▸ **Given request A**:
Answer these questions from the Batwing review:
(i) How many prominent Gotham citizens has the Court of Owls targeted for assassination?
(ii) Who upgrades Batwing's armor while David and Matu are in Gotham?
(iii) What position does Matthew Kalu hold?

■ ■ ■

This issue ties into the greater ‘Night of the Owls’ storyline in all of the Bat books this month. We get a brief explanation that the Court of Owls used to be charged with enforcing order in Gotham City. They’ve since resurfaced and have targeted 40 prominent citizens in Gotham for assassination.
David Zavimbe (Batwing) and Matu are still in Gotham, after having defeated Massacre last issue. While in town, they have Lucious Fox upgrade Batwing’s armor, but not too much. David doesn’t want his suit to limit his movements. “He’s not interested in piloting a robot. It’s armor that he wears, not a vessel to travel in.” In other words, David isn’t interested in becoming Batman’s Steel. Matu agrees to attend a gala dinner party. There Matu basically wants David to get laid, but he’s too uptight and single-minded.
They meet Matthew Kalu, their Prime Minister, who is as crooked as they come. Matthew sucks up to them, knowing they are affiliated with Batwing. Luckily, Mr. Fox intervenes.

■ ■ ■

▸ **Given request B**: Copy the records below word for word, leaving the pictures out of your answer.

▸ **Information provided**:
■ ■ ■

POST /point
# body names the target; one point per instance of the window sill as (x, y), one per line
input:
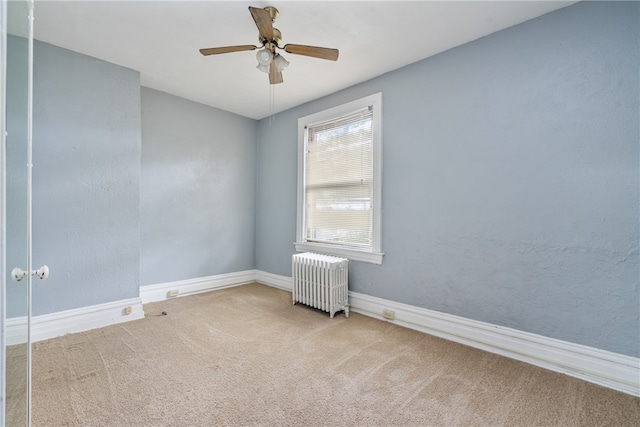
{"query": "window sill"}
(351, 254)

■ ■ ■

▸ **Correct answer A**:
(i) 40
(ii) Lucious Fox
(iii) He is their Prime Minister.

▸ **Correct answer B**:
POST /point
# body names the target; one point per instance of the window sill as (x, y), one per line
input:
{"query": "window sill"}
(351, 254)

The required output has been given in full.